## Prompt
Output verbatim the line with "Practice step: find the door window" together with every line beneath it, ending at the last line of the entries.

-------

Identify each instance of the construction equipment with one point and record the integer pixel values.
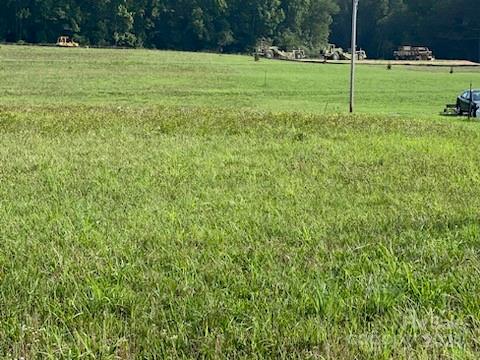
(417, 53)
(65, 41)
(274, 52)
(332, 52)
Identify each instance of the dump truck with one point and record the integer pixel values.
(418, 53)
(65, 41)
(332, 52)
(274, 52)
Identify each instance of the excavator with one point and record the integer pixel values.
(65, 41)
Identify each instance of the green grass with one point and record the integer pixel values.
(161, 204)
(40, 76)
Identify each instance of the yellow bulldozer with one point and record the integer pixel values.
(65, 41)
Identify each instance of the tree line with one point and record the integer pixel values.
(450, 27)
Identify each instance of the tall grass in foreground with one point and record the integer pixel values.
(194, 232)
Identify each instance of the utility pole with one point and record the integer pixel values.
(354, 54)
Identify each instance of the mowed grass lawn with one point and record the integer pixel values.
(173, 205)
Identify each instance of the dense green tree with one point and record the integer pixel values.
(450, 27)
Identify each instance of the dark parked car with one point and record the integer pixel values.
(469, 102)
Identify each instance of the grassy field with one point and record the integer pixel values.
(172, 205)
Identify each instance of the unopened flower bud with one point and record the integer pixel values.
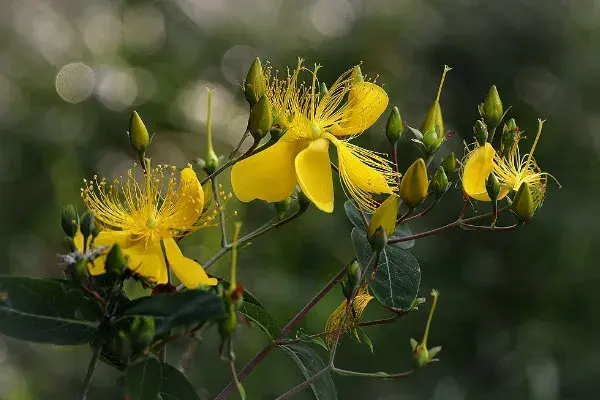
(138, 134)
(322, 89)
(115, 261)
(432, 142)
(491, 110)
(523, 205)
(261, 118)
(510, 135)
(385, 216)
(439, 183)
(480, 132)
(79, 270)
(69, 220)
(87, 225)
(394, 126)
(449, 164)
(414, 184)
(281, 207)
(255, 84)
(356, 75)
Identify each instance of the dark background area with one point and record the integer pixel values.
(518, 311)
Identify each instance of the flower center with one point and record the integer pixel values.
(316, 131)
(151, 223)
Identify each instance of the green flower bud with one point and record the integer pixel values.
(492, 186)
(385, 216)
(378, 239)
(432, 142)
(142, 333)
(356, 75)
(255, 84)
(480, 132)
(414, 184)
(138, 134)
(322, 89)
(261, 118)
(491, 110)
(523, 205)
(439, 183)
(449, 164)
(510, 135)
(79, 271)
(116, 262)
(69, 220)
(87, 225)
(281, 207)
(394, 126)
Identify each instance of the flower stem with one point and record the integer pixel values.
(304, 385)
(90, 372)
(258, 358)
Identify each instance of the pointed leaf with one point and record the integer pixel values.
(310, 363)
(47, 311)
(176, 309)
(396, 282)
(143, 380)
(252, 309)
(175, 385)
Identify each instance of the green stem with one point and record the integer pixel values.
(304, 384)
(90, 372)
(258, 358)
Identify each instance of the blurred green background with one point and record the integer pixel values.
(518, 311)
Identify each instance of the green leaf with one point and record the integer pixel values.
(355, 218)
(252, 309)
(47, 311)
(175, 385)
(310, 363)
(143, 380)
(176, 309)
(396, 282)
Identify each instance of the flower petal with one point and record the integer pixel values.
(366, 102)
(363, 172)
(313, 169)
(268, 175)
(479, 165)
(188, 271)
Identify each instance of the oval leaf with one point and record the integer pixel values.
(310, 363)
(252, 309)
(143, 380)
(176, 309)
(355, 218)
(175, 385)
(396, 282)
(47, 311)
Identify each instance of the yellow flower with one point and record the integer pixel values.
(511, 171)
(301, 156)
(143, 219)
(347, 318)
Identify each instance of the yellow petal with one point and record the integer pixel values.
(366, 103)
(268, 175)
(313, 169)
(363, 172)
(188, 271)
(385, 216)
(479, 165)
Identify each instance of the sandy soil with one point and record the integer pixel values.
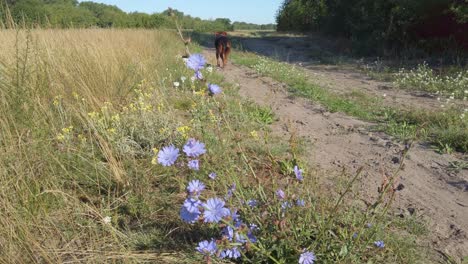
(337, 141)
(307, 52)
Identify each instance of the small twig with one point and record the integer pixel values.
(185, 41)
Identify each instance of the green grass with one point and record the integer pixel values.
(85, 113)
(447, 128)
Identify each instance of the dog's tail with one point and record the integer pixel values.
(227, 46)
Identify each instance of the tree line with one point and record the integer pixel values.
(376, 25)
(71, 13)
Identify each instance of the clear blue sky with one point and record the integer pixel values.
(252, 11)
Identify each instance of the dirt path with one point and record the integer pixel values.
(306, 53)
(339, 141)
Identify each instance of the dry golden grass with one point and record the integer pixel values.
(47, 214)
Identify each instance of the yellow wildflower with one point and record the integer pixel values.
(254, 134)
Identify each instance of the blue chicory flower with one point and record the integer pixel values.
(196, 62)
(187, 216)
(379, 244)
(194, 164)
(298, 173)
(194, 148)
(307, 258)
(232, 253)
(214, 89)
(168, 155)
(231, 190)
(198, 75)
(195, 187)
(285, 205)
(192, 205)
(207, 248)
(228, 232)
(214, 210)
(280, 193)
(300, 202)
(252, 202)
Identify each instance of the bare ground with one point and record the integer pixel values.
(312, 53)
(338, 141)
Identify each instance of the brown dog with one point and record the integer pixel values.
(223, 47)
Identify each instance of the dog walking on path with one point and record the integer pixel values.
(223, 48)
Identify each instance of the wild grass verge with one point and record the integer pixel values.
(446, 129)
(86, 119)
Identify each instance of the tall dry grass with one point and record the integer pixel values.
(47, 210)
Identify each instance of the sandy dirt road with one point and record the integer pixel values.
(431, 190)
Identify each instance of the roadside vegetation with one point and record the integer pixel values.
(113, 150)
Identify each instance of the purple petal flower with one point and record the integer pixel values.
(214, 210)
(379, 244)
(232, 253)
(281, 195)
(198, 75)
(196, 62)
(187, 216)
(233, 214)
(231, 190)
(300, 202)
(195, 187)
(214, 89)
(194, 148)
(168, 155)
(307, 258)
(298, 173)
(253, 227)
(285, 205)
(207, 248)
(252, 202)
(194, 164)
(192, 205)
(228, 232)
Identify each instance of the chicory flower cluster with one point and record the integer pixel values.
(235, 236)
(168, 155)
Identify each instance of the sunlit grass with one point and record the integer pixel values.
(84, 116)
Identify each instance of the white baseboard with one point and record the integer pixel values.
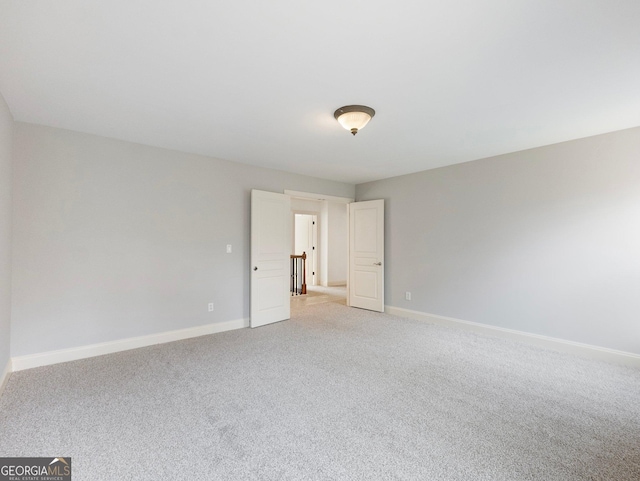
(587, 350)
(82, 352)
(4, 377)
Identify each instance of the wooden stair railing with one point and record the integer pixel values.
(299, 274)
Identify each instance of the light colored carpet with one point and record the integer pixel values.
(333, 394)
(319, 295)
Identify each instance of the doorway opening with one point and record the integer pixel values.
(320, 229)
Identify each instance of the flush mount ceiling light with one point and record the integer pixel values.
(354, 117)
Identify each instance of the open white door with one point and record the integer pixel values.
(366, 255)
(270, 251)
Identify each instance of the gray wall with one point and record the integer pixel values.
(545, 241)
(6, 137)
(115, 240)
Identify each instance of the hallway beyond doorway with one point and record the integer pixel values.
(319, 295)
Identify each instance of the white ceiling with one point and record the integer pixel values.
(258, 81)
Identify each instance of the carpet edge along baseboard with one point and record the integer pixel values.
(29, 361)
(562, 345)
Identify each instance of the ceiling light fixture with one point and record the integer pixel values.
(354, 117)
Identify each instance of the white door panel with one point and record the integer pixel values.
(270, 251)
(366, 255)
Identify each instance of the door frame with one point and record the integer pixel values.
(329, 198)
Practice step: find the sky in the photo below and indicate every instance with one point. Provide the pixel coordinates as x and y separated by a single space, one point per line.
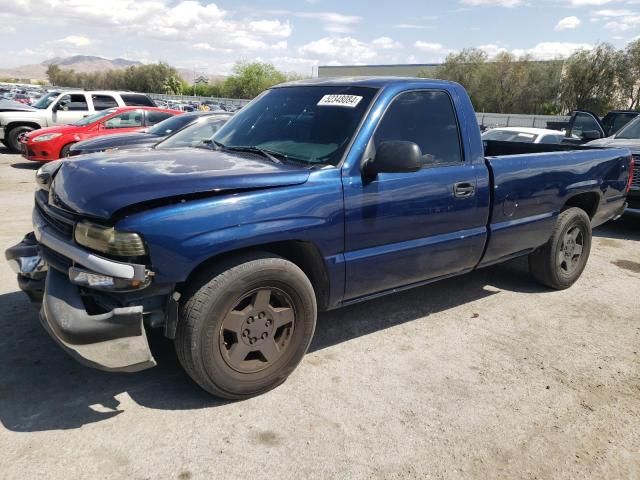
297 35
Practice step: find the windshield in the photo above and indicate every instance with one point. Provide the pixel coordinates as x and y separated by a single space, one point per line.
194 135
171 124
46 100
313 124
94 118
631 130
509 136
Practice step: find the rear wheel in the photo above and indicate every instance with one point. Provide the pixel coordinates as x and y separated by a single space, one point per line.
560 262
13 137
245 327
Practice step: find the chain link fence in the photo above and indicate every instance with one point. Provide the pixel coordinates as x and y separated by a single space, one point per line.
494 120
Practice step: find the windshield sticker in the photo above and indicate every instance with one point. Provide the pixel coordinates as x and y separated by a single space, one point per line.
350 101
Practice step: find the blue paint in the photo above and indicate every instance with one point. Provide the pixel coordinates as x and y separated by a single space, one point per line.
375 235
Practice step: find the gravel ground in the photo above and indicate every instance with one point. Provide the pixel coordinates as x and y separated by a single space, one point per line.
483 376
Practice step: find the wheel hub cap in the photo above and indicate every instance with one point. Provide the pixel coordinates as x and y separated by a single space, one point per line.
255 330
258 330
571 250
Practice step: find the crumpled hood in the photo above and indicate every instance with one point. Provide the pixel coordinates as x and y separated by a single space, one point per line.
99 185
55 129
613 142
119 140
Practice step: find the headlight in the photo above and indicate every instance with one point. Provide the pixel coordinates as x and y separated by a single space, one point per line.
108 240
45 137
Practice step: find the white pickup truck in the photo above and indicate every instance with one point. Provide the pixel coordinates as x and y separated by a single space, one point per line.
60 107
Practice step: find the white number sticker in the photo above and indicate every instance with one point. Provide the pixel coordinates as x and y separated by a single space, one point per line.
350 101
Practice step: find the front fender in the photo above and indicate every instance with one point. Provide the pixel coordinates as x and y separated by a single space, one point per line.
182 236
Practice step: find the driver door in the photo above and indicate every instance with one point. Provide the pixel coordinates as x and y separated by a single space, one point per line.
70 108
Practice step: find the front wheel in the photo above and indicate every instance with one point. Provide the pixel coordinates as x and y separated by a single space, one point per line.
246 326
560 262
64 151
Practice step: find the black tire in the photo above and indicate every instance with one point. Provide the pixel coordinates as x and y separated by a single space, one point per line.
213 325
64 151
12 141
560 262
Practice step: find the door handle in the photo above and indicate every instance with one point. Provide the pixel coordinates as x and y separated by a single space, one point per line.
464 190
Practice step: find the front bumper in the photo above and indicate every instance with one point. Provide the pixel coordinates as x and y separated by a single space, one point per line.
633 198
113 341
30 152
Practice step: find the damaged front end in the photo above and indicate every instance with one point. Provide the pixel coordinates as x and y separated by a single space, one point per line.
24 258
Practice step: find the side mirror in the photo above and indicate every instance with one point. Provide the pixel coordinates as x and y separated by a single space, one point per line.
395 156
591 135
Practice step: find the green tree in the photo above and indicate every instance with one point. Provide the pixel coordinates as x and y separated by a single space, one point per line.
465 68
628 73
250 79
173 86
589 79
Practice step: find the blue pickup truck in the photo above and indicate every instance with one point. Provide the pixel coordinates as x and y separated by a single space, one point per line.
317 195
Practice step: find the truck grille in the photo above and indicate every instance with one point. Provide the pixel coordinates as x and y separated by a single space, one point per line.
62 223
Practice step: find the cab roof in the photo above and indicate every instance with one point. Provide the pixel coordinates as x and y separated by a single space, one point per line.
372 82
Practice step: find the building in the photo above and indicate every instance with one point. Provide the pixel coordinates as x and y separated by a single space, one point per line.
401 70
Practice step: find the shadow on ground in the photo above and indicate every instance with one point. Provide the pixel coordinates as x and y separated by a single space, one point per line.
41 388
26 165
626 228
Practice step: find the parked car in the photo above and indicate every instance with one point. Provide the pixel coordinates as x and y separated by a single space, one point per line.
318 194
149 138
524 135
627 137
51 143
585 126
62 107
22 98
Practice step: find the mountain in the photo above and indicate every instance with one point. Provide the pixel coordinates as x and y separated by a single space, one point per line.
79 63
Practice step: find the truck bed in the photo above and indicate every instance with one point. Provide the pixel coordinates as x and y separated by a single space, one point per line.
533 182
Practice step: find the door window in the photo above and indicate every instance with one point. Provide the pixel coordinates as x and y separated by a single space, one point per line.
75 102
130 119
102 102
157 117
137 100
426 118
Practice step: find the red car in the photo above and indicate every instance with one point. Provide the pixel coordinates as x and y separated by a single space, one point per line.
52 143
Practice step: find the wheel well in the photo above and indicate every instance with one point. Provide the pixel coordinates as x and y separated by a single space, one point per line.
63 147
586 201
304 254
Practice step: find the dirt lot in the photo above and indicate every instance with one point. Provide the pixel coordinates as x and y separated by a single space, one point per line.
484 376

-------

## Answer section
Practice step: find the door window in the photo above and indicate every instance with one point. Provide the pixel coordinates as x and y separated by a single space, one point per line.
75 102
130 119
102 102
157 117
137 100
426 118
Practice step: find the red car in the photo above and indicate every instance with one point. Provide the pixel coordinates as x and y separated by a single space, one point per line.
52 143
Practice step: find the wheel well in the photo above and indicate every instance with one point. Provide the pixel coordinates as x and y separated by a single space, one point per line.
63 147
586 201
304 254
Practice step: find the dirt lot in the photo above and indicate every instance with one point. Provide the pixel coordinates as x and y separated by a single space, one point per line.
484 376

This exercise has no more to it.